══ TEXT SEGMENT
# Enter custom parameters like Domain name ,Server name using a bat file



## varunfzr26 (Dec 27, 2010)

Hi ,

I am using Qc_ICR tool where i have to enter the Usename , password , server name , domain name again and again .Can the above be done using a bat file .


----------



## centauricw (Jun 26, 2010)

Yup. You can use SET /P which will prompt the user to input a string that will be assigned to the variable:

SET /P variable=[promptString]

This is for Windows 2000/XP and higher. It will not work with Windows NT/Me/98/95. To get the full help for SET, type SET /? in the Command Prompt window.


----------



## Ent (Apr 11, 2009)

centauricw said:


> Yup. You can use SET /P which will prompt the user to input a string that will be assigned to the variable:
> 
> SET /P variable=[promptString]
> 
> This is for Windows 2000/XP and higher. It will not work with Windows NT/Me/98/95. To get the full help for SET, type SET /? in the Command Prompt window.
════
## YOUR TASKS:
(1) For each statement about the forum thread on batch-file input, state yes or no and quote the deciding words: (a) SET /P works on Windows 98. (b) The original poster has to enter the server name and domain name repeatedly. (c) Typing SET /? in the Command Prompt window shows the full help for SET.
(2) Resume the forum thread on batch-file input from the point at which it stops.
The lines after this forum thread on batch-file input have no connection to it.
══ INFORMATION SHOWN
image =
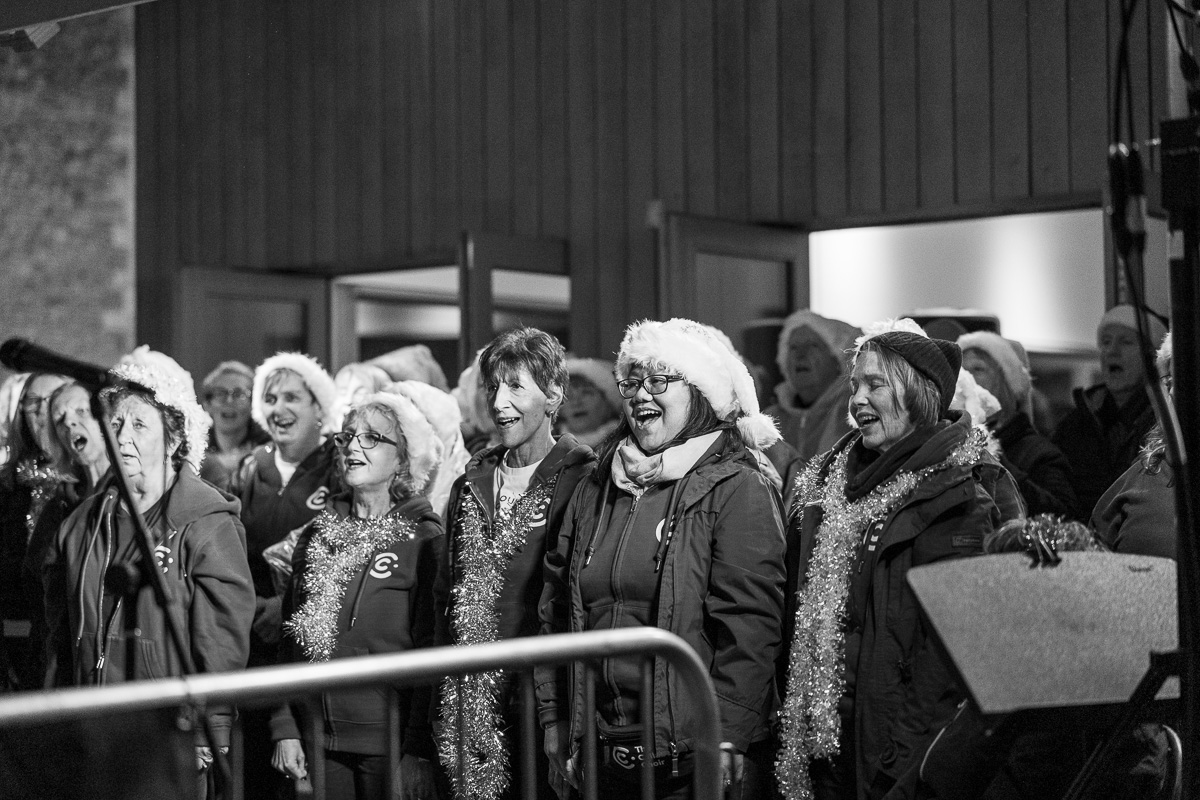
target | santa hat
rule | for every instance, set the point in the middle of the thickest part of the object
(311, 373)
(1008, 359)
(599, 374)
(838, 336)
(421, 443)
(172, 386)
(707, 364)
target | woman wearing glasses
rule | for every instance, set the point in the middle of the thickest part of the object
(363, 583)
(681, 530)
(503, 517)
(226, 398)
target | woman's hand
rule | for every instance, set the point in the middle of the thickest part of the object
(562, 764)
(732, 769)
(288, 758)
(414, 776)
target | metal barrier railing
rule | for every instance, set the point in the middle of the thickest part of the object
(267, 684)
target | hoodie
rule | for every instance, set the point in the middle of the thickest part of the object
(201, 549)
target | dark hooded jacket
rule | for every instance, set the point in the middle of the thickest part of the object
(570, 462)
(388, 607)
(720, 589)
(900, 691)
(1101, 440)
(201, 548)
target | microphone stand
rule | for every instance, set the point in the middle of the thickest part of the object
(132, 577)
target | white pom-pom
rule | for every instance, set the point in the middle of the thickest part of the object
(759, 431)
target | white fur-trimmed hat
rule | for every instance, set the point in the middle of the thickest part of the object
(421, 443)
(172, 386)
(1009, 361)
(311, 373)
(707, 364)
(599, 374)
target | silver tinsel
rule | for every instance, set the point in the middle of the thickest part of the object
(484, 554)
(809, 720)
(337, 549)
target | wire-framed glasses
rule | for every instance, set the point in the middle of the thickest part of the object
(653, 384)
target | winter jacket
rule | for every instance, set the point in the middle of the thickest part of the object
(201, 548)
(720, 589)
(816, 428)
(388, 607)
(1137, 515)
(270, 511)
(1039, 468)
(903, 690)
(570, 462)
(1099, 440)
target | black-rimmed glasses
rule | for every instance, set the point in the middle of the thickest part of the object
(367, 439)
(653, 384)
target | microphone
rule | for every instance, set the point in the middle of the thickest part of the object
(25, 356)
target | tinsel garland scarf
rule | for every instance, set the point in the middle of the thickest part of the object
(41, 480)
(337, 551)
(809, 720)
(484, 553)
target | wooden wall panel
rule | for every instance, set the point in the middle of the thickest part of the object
════
## ANSWERS BY TASK:
(1)
(a) No: "It will not work with Windows NT/Me/98/95."
(b) Yes: "i have to enter the Usename , password , server name , domain name again and again"
(c) Yes: "To get the full help for SET, type SET /? in the Command Prompt window."

(2)
The set /P command is used where you want to type information into the batch file for processing, allowing you to manually enter custom parameters into the batch. If you are after a way to launch Qc_ICR with the same user, password, server and domain name every time you wouldn't be using the set /P command, otherwise you might as well type it in normally.

Unfortunately I'm not familiar with the program in question and have failed to find out anything about it, so I can't answer how you'd do that. If you can give me a link I'll try to do more. You might (especially if it is a command line program) be able to do so simply by launching the program with arguments.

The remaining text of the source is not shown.